━━━ DATA SHOWN

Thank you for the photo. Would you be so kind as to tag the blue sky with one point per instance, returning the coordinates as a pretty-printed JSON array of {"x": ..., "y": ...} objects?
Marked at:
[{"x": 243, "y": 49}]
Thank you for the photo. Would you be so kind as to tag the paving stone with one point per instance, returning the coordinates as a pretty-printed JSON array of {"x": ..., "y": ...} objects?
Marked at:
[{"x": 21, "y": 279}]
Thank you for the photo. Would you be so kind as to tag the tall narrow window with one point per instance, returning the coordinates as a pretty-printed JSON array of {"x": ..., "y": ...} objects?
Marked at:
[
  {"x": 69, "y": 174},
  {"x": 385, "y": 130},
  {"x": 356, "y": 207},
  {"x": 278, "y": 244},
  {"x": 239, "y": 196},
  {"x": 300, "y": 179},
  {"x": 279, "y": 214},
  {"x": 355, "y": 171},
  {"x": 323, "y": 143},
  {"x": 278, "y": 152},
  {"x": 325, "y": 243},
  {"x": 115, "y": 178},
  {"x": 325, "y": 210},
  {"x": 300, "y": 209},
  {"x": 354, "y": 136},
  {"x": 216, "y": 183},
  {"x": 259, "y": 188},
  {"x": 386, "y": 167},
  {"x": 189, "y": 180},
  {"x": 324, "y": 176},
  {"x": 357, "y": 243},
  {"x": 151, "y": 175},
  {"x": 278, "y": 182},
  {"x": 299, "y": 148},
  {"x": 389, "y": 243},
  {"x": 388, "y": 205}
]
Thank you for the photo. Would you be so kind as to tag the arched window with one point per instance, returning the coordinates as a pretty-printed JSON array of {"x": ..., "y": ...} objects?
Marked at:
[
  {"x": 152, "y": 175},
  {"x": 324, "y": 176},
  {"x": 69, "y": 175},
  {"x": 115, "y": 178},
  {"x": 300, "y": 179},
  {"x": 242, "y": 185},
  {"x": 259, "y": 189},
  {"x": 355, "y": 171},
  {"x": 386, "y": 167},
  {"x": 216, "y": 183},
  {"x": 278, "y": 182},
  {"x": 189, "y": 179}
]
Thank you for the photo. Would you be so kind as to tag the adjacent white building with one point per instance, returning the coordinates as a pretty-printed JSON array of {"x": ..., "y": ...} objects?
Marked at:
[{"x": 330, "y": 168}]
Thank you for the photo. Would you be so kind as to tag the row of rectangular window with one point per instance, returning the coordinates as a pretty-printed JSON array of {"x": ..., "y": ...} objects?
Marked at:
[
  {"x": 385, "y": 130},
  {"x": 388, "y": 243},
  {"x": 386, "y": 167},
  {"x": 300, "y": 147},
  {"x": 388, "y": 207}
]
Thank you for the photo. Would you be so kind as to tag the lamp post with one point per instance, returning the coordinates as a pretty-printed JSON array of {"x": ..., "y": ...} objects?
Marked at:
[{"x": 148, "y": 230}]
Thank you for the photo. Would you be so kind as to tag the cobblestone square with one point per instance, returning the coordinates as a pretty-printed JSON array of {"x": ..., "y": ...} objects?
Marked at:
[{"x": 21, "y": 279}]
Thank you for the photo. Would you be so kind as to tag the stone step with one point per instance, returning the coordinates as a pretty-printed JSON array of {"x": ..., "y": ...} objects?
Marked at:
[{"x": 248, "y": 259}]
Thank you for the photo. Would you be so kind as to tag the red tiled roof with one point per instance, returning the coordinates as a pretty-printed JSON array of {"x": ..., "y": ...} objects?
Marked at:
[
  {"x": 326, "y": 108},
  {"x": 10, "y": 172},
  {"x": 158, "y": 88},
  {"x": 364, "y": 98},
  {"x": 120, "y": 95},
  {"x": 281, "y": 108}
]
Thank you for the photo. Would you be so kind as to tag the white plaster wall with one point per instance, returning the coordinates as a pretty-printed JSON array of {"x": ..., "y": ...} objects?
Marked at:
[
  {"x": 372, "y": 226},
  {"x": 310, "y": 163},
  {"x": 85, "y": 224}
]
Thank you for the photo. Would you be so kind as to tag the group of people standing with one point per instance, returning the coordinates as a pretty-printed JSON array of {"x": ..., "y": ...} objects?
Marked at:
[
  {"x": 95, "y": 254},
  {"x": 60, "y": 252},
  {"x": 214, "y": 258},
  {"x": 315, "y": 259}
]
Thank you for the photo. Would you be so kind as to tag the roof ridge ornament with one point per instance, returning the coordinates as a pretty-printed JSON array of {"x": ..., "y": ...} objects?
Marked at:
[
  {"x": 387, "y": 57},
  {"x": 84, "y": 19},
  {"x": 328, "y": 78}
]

━━━━━━

Print out all the entries precisely as written.

Thank you for the photo. Would you be so kind as to tag the blue sky with one point per instance, returning the coordinates as a pretty-printed JSON array of {"x": ..., "y": ...} objects?
Marked at:
[{"x": 243, "y": 49}]
Thank you for the photo. Would you be so kind as to tag the paving stone with one point per instance, returning the coordinates as a pretty-printed JSON array of {"x": ..., "y": ...} objects?
Marked at:
[{"x": 21, "y": 279}]
Thank you for the photo. Would you be so kind as to tag the tall narrow window with one point per instance, returning the coordinates as a pretty-printed JSON array of {"x": ..., "y": ...} objects?
Marked at:
[
  {"x": 69, "y": 174},
  {"x": 385, "y": 130},
  {"x": 356, "y": 207},
  {"x": 278, "y": 244},
  {"x": 239, "y": 196},
  {"x": 300, "y": 179},
  {"x": 279, "y": 214},
  {"x": 355, "y": 171},
  {"x": 323, "y": 143},
  {"x": 278, "y": 152},
  {"x": 325, "y": 243},
  {"x": 115, "y": 178},
  {"x": 325, "y": 210},
  {"x": 300, "y": 209},
  {"x": 354, "y": 136},
  {"x": 216, "y": 183},
  {"x": 259, "y": 188},
  {"x": 386, "y": 167},
  {"x": 189, "y": 180},
  {"x": 324, "y": 176},
  {"x": 357, "y": 243},
  {"x": 151, "y": 175},
  {"x": 278, "y": 182},
  {"x": 299, "y": 148},
  {"x": 389, "y": 243},
  {"x": 388, "y": 205}
]
Thank you for the photo. Would you be so kind as to tag the arched window with one point per instance, returning the coordinates as a pretty-printed JSON array of {"x": ..., "y": ...} objects?
Marked at:
[
  {"x": 152, "y": 175},
  {"x": 324, "y": 176},
  {"x": 69, "y": 175},
  {"x": 115, "y": 178},
  {"x": 300, "y": 179},
  {"x": 242, "y": 185},
  {"x": 259, "y": 189},
  {"x": 355, "y": 171},
  {"x": 386, "y": 167},
  {"x": 216, "y": 183},
  {"x": 278, "y": 182},
  {"x": 189, "y": 179}
]
Thank you for the photo. Would you be so kind as to tag the adjacent white building with one point per instance, returning the coordinates as a pretty-printed JSON array of {"x": ..., "y": ...} objects?
Marked at:
[{"x": 330, "y": 168}]
Thank you for the photo. Would you be so kind as to tag the row of rectangular window with one point per instance, returning the coordinates as a pretty-printed JSON array of {"x": ..., "y": ...} objects?
Marked at:
[
  {"x": 385, "y": 130},
  {"x": 388, "y": 243},
  {"x": 386, "y": 167},
  {"x": 300, "y": 147},
  {"x": 388, "y": 207}
]
Thank you for the photo. Would you be so kind as to tag the lamp post with one point per instance, returning the coordinates as a pretty-printed JSON array of {"x": ..., "y": ...} objects?
Marked at:
[{"x": 148, "y": 230}]
Thank you for the photo. Would you be so kind as to tag the cobblestone square with one point per instance, returning the coordinates as a pretty-printed JSON array of {"x": ..., "y": ...} objects?
Marked at:
[{"x": 21, "y": 279}]
Thank you for the photo. Would you be so kind as to tag the stone step with one point per instance, returning the coordinates as a pretty-printed JSON array of {"x": ..., "y": ...} objects?
Marked at:
[{"x": 248, "y": 259}]
Thank you for the photo. Would you be so kind as to tag the red tiled roof with one point per instance, returning the coordinates as a pretty-printed JSON array of {"x": ..., "y": ...} objects?
Marked at:
[
  {"x": 326, "y": 108},
  {"x": 10, "y": 172},
  {"x": 158, "y": 88},
  {"x": 364, "y": 98},
  {"x": 120, "y": 95},
  {"x": 281, "y": 108}
]
Thank you for the photo. Would you be so kind as to tag the white plaster wall with one point per instance, returning the coordinates as a pretty-printed JSON array of {"x": ..., "y": ...} objects?
Marked at:
[
  {"x": 372, "y": 226},
  {"x": 310, "y": 163},
  {"x": 85, "y": 224}
]
Thank you for the photo. Would you be so kind as to tag the group of people standing with one point per instance, returning the coordinates as a pretty-printed JSON array of {"x": ..., "y": ...} objects?
Marked at:
[
  {"x": 95, "y": 254},
  {"x": 60, "y": 252},
  {"x": 214, "y": 258},
  {"x": 315, "y": 259}
]
Thank you for the photo. Would you be so kind as to tag the roof ridge ornament with one point per instance, returning the coordinates as a pretty-printed JSON array of {"x": ..., "y": ...} objects?
Marked at:
[
  {"x": 387, "y": 57},
  {"x": 84, "y": 19},
  {"x": 328, "y": 78}
]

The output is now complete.